● **RECORDED DATA**
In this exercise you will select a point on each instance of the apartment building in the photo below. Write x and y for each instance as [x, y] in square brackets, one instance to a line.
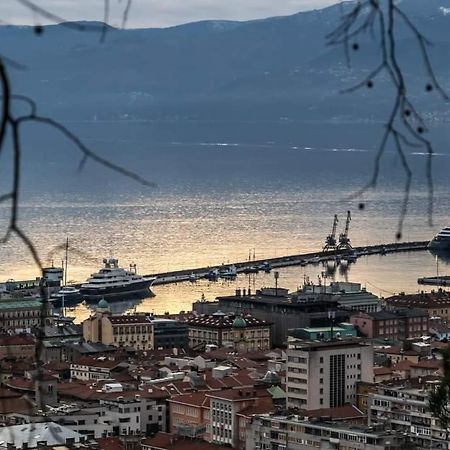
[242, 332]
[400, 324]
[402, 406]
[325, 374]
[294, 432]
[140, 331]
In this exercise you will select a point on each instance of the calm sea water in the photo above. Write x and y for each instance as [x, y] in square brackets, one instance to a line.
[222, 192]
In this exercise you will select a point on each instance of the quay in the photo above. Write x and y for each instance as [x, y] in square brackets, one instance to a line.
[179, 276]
==
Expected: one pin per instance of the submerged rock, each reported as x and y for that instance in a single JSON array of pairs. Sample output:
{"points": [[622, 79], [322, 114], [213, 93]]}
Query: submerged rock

● **WORK ITEM**
Whenever a line includes the word "rock", pull it out of the entries.

● **EXPECTED ANSWER**
Expected: one pin per instance of the submerged rock, each reported as x and y for that instance in a single JSON array of pairs. Sample output:
Query: submerged rock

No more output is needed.